# From resnet_model_jf.ipynb

In [None]:
import os

# Define the number of epochs
num_epochs = 10

# Train the model
for epoch in range(num_epochs):
    # Train the model on the training set
    model.train()
    train_loss = 0.0
    for i, (inputs, labels) in enumerate(train_loader):
        # Move the data to the device
        inputs = inputs.to(device)
        labels = labels.to(device)

        # Zero the parameter gradients
        optimizer.zero_grad()

        # Forward + backward + optimize
        outputs = model(inputs)
        loss = criterion(outputs, labels)
        loss.backward()
        optimizer.step()

        # Update the training loss
        train_loss += loss.item() * inputs.size(0)

        # Print status every 10 batches
        if (i + 1) % 50 == 0:
            print(f"Epoch [{epoch + 1}/{num_epochs}], Step [{i + 1}/{len(train_loader)}], Loss: {loss.item():.4f}")

    # Save the model every 4 epochs starting from epoch 10
    if (epoch >= 3 and epoch % 2 == 0) or epoch == num_epochs - 1:
        save_path=os.path.join(os.getcwd(), f"../output/v3_test_2207_resnet50_256_epoch_{epoch+1}.pth")
        #save_path = f"saved_models/model_epoch_{epoch}.pth"
        torch.save(model.state_dict(), save_path)
        print(f"Model saved at {save_path}")

    # Evaluate the model on the test set
    model.eval()
    test_loss = 0.0
    test_acc = 0.0
    with torch.no_grad():
        for i, (inputs, labels) in enumerate(val_loader):
            # Move the data to the device
            inputs = inputs.to(device)
            labels = labels.to(device)

            # Forward
            outputs = model(inputs)
            loss = criterion(outputs, labels)

            # Update the test loss and accuracy
            test_loss += loss.item() * inputs.size(0)
            _, preds = torch.max(outputs, 1)
            test_acc += torch.sum(preds == labels.data)

    # Print the training and test loss and accuracy
    train_loss /= len(train_dataset)
    test_loss /= len(val_dataset)
    test_acc = test_acc.double() / len(val_dataset)
    print(f"Epoch [{epoch + 1}/{num_epochs}] Train Loss: {train_loss:.4f} Test Loss: {test_loss:.4f} Test Acc: {test_acc:.4f}")

    LIME model to explain resnet50
    slow and confusing, abondon

In [None]:
from lime import lime_image
from lime.wrappers.scikit_image import SegmentationAlgorithm
from skimage.segmentation import quickshift, mark_boundaries
from PIL import Image
import numpy as np
import torch
import matplotlib.pyplot as plt

# Function to get model predictions for Lime
def batch_predict(images):
    model.eval()
    pil_images = [Image.fromarray(image.astype('uint8'), 'RGB') for image in images]
    batch = torch.stack([transform(image) for image in pil_images], dim=0)

---+---

* [Task instructions]:
[A] In the ResNet training notebook, update everything from "# Update the training" down to "torch.save(model.state_dict(), save_path)" so that "save_path" becomes "checkpoint_path".
[B] In the ResNet training notebook, what value is num_epochs set to?
The data after this point plays no part in the work.

---+---

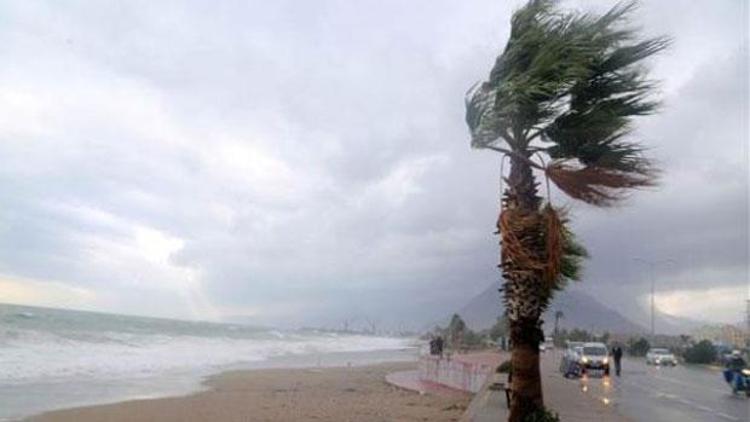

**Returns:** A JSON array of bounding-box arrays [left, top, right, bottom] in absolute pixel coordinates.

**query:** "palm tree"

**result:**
[[466, 0, 669, 421]]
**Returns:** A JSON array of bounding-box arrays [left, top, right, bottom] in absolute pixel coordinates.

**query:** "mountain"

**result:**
[[450, 283, 647, 333]]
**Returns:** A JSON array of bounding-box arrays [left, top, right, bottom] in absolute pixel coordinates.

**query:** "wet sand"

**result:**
[[29, 362, 471, 422]]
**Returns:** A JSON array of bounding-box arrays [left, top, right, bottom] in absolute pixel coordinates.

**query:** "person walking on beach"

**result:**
[[612, 345, 622, 377]]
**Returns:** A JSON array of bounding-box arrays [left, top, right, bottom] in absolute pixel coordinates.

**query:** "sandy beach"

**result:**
[[28, 362, 471, 422]]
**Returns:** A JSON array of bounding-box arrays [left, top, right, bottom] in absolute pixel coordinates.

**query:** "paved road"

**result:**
[[545, 351, 750, 422]]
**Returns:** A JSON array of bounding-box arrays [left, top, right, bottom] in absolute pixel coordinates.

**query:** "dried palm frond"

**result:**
[[542, 204, 565, 289], [545, 161, 656, 207]]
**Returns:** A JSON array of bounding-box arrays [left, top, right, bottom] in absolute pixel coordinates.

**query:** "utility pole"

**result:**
[[633, 258, 675, 339]]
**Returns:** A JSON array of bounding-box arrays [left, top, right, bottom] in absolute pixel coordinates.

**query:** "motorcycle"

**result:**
[[724, 368, 750, 397]]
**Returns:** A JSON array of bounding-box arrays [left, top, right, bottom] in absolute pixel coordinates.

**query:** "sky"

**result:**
[[0, 0, 750, 328]]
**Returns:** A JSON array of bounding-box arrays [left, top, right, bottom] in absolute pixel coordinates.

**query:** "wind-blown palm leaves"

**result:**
[[466, 0, 669, 421], [466, 0, 669, 206]]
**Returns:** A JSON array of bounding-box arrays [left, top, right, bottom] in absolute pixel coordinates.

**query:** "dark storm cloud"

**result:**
[[0, 1, 748, 325]]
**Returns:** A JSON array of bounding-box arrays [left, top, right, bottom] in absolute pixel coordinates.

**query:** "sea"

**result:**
[[0, 304, 418, 421]]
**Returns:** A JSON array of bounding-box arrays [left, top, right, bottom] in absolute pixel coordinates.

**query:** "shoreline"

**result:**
[[8, 347, 418, 421], [29, 361, 471, 422]]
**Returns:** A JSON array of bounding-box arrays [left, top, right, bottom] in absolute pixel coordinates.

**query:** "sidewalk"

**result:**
[[461, 354, 630, 422]]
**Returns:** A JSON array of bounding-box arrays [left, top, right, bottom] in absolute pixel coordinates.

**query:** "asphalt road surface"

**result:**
[[545, 351, 750, 422]]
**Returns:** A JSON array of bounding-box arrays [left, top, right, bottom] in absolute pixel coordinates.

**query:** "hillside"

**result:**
[[450, 283, 646, 333]]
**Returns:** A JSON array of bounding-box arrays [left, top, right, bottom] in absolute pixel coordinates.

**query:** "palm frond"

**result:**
[[546, 161, 656, 207]]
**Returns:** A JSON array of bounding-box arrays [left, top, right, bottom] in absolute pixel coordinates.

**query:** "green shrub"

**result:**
[[524, 408, 560, 422]]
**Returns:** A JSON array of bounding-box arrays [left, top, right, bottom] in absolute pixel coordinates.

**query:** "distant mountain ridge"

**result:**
[[450, 283, 647, 334]]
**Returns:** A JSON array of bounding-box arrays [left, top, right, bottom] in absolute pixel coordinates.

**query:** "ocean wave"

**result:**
[[0, 330, 409, 383]]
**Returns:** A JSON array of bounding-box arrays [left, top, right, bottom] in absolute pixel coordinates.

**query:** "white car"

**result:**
[[646, 348, 677, 366], [580, 343, 609, 375]]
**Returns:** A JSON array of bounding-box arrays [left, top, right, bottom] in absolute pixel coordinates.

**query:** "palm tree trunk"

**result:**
[[498, 156, 549, 422]]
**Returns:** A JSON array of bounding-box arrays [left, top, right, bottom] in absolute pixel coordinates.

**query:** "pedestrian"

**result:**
[[435, 336, 445, 357], [612, 345, 622, 377]]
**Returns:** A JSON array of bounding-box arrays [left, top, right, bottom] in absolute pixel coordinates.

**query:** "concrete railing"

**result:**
[[419, 355, 495, 393]]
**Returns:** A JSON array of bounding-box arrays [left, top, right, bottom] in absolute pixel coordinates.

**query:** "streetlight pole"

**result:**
[[633, 258, 675, 338]]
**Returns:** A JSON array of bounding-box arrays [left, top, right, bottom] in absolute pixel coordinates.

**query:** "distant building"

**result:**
[[692, 324, 748, 348]]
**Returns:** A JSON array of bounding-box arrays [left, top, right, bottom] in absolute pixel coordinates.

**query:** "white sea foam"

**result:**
[[0, 331, 408, 383]]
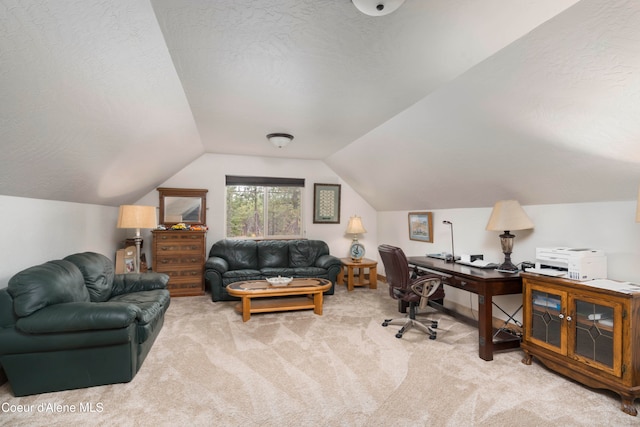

---+---

* [Answers per task]:
[A]
# Update the training loss
        train_loss += loss.item() * inputs.size(0)

        # Print status every 10 batches
        if (i + 1) % 50 == 0:
            print(f"Epoch [{epoch + 1}/{num_epochs}], Step [{i + 1}/{len(train_loader)}], Loss: {loss.item():.4f}")

    # Save the model every 4 epochs starting from epoch 10
    if (epoch >= 3 and epoch % 2 == 0) or epoch == num_epochs - 1:
        checkpoint_path=os.path.join(os.getcwd(), f"../output/v3_test_2207_resnet50_256_epoch_{epoch+1}.pth")
        #checkpoint_path = f"saved_models/model_epoch_{epoch}.pth"
        torch.save(model.state_dict(), checkpoint_path)

[B] 10